* _Exercise details_: Find every line in the material below that contains the word "beetle", and copy each such line in full.
========
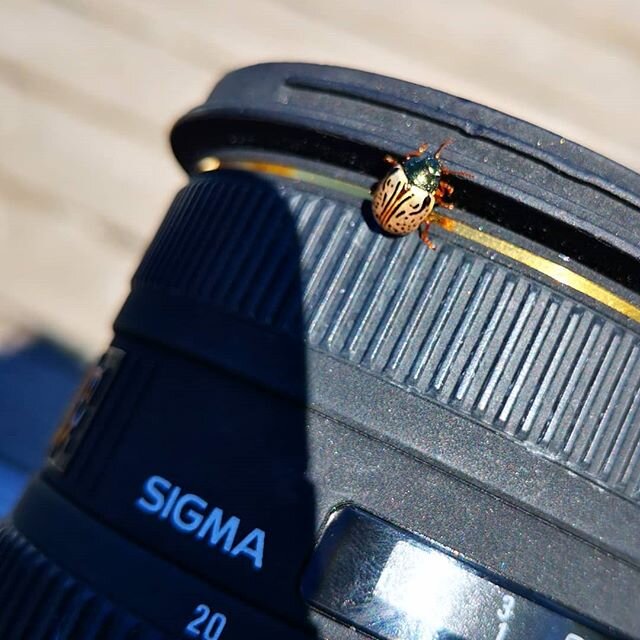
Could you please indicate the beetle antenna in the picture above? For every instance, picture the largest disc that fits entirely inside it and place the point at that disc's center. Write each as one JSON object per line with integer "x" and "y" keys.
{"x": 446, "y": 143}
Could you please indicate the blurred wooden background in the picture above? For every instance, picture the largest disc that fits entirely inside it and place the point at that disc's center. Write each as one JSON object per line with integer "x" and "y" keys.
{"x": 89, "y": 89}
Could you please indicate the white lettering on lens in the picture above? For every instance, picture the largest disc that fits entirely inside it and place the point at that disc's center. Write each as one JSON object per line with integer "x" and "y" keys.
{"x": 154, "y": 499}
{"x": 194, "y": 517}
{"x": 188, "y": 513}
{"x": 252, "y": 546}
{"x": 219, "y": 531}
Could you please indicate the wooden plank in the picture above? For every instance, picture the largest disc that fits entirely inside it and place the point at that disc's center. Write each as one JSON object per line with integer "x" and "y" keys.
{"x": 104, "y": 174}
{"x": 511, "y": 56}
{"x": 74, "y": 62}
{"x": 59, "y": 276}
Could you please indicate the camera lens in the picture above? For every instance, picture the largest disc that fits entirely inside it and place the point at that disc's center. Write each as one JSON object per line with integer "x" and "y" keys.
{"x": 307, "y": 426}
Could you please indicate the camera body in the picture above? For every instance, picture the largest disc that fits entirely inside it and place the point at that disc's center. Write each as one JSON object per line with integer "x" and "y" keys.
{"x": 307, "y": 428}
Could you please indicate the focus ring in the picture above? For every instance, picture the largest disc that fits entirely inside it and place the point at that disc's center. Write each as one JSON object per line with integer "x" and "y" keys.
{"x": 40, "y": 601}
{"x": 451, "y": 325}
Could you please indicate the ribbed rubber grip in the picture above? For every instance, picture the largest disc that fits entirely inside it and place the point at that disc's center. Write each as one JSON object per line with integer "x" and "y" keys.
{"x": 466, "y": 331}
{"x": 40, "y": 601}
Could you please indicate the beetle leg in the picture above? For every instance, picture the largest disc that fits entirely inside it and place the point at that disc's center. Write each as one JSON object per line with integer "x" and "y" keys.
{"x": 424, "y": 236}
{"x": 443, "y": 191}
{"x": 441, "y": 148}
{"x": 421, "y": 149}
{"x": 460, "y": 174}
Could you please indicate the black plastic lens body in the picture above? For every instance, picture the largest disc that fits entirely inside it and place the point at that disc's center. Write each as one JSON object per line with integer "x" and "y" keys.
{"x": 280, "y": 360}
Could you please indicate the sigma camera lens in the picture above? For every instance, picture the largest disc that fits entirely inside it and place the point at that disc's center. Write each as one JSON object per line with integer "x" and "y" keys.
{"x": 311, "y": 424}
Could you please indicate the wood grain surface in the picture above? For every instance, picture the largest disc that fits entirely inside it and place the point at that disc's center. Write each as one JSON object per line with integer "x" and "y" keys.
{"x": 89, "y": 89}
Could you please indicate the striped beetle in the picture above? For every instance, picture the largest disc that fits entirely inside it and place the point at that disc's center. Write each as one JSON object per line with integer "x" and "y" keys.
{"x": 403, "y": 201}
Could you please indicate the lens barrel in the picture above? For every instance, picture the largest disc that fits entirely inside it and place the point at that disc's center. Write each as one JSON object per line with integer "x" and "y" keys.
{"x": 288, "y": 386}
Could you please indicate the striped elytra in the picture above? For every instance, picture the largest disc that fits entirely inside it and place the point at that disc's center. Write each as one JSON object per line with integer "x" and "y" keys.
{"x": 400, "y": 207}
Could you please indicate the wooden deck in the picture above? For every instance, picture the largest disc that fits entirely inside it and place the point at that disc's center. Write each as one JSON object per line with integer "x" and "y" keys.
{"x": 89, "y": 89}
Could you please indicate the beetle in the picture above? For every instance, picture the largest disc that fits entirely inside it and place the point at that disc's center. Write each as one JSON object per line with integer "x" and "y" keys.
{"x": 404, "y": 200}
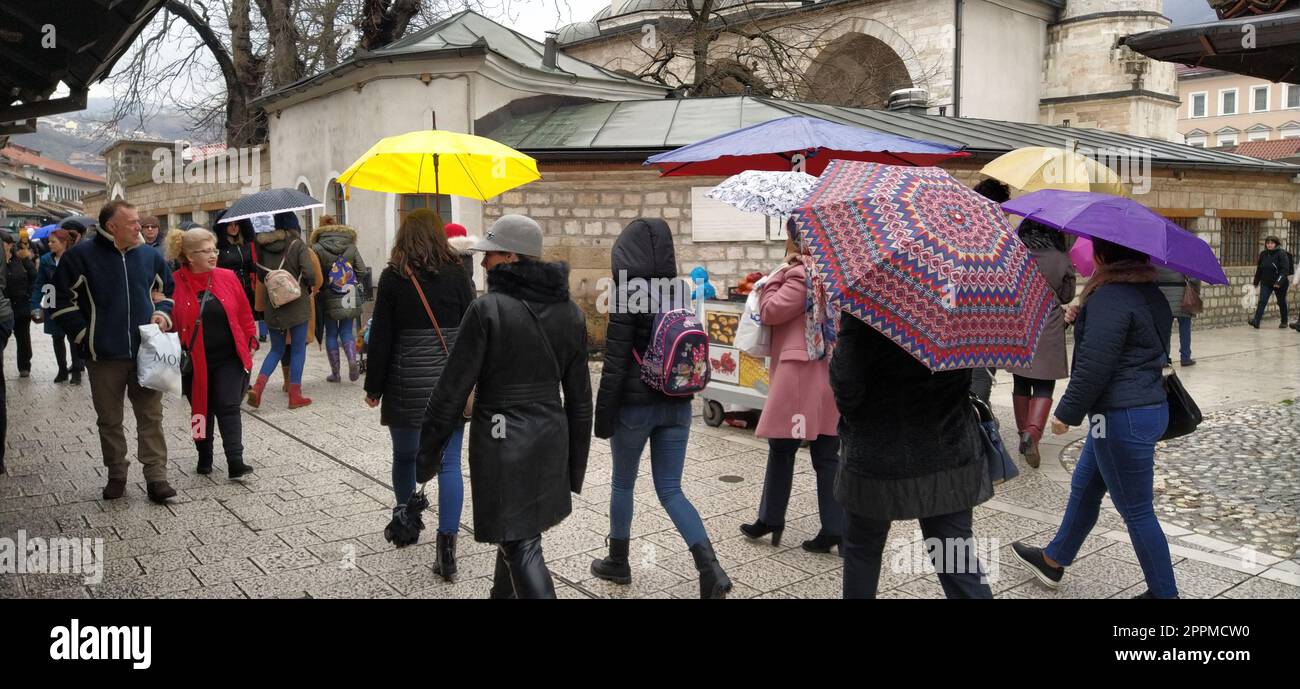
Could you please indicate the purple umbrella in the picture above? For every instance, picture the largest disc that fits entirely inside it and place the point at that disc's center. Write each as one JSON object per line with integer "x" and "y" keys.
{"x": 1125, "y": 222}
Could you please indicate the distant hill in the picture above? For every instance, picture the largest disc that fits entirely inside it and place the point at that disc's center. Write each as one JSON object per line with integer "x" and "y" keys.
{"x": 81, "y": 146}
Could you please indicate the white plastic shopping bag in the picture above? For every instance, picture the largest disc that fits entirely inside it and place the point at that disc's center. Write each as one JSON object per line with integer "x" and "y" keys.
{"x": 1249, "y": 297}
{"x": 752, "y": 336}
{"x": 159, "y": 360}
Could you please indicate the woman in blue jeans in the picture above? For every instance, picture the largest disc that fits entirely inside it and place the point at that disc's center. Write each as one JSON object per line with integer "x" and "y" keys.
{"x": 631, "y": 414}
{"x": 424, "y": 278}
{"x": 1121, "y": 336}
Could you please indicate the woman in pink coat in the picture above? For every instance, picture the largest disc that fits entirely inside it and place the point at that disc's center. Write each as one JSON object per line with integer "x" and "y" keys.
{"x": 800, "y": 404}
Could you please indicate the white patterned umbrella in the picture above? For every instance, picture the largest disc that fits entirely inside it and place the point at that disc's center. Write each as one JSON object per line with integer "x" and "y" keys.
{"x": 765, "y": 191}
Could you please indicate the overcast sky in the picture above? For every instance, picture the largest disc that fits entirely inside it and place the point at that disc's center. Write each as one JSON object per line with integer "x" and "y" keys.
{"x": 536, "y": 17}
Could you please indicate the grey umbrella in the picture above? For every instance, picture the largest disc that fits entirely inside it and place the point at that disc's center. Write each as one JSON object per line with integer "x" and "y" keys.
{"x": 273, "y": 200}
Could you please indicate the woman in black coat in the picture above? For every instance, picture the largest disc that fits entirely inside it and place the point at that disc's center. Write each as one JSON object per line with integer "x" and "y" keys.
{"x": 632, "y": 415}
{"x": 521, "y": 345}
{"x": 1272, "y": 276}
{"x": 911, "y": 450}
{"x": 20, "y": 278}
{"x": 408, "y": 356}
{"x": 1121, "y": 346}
========
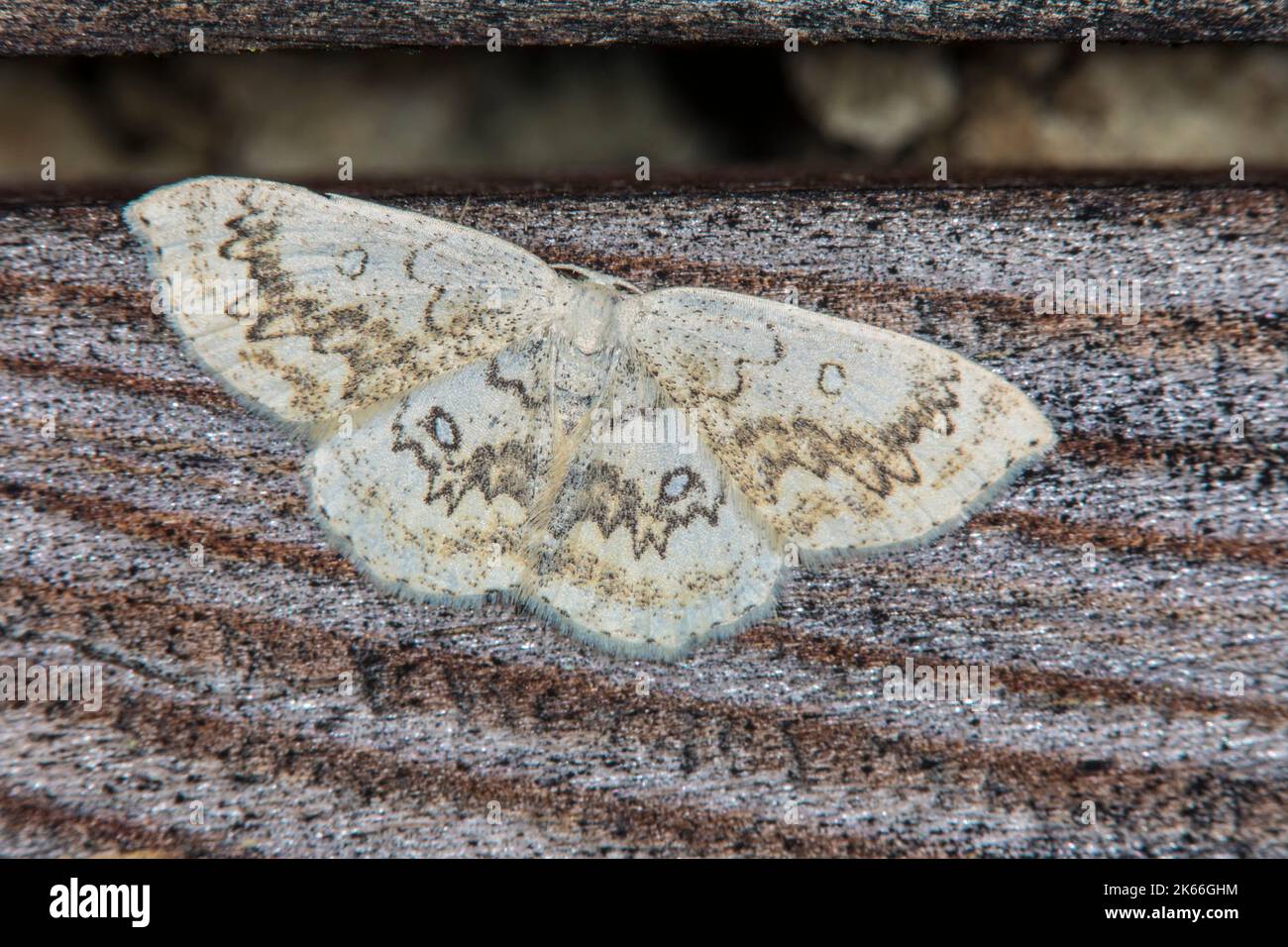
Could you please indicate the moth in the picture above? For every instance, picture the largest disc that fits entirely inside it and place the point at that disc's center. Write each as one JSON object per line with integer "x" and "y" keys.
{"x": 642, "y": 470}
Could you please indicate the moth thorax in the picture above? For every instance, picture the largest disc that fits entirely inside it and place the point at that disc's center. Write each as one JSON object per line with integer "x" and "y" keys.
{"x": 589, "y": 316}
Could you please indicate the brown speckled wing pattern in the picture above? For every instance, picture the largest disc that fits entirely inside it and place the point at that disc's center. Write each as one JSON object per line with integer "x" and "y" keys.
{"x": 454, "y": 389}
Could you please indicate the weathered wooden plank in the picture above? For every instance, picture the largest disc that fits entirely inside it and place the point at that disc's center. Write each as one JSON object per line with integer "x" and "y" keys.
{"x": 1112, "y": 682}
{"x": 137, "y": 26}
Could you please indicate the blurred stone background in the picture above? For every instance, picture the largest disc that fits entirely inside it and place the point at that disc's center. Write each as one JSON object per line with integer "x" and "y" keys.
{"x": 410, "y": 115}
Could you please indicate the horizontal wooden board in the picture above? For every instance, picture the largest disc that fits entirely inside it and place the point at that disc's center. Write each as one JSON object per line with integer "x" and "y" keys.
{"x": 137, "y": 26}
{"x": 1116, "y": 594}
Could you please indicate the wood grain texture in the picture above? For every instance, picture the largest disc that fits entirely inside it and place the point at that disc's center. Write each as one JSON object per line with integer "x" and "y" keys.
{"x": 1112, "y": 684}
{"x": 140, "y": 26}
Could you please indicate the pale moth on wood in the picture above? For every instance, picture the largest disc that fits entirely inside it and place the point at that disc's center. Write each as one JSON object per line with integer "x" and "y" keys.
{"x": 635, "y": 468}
========
* _Correct result_:
Could you please indicate the beetle antenna in the picture above? For every instance, picture the largest disc that fits entirely inside it and place the point at that disc's center. Write each as one JSON object per line with integer "x" and "y" keys.
Could you please indicate the beetle leg in the picture above? For every instance, picture the largest disc that fits entirely inside it and place the point at that disc's center. Write each as one JSON object per line with integer "x" and "y" keys.
Could you please indicate the striped beetle in the picture above? For every instance, picture the largest disc that fits entirely inside it and place the point at that disc's center. Write each as one JSON object per line with integer "x" and "y" keys.
Could you please indicate the beetle in the picture above? For every instance, picture the largest disc that fits entirely inside it and place the point at that disc's center. Write each as one JSON object per line with integer "x" and "y" keys.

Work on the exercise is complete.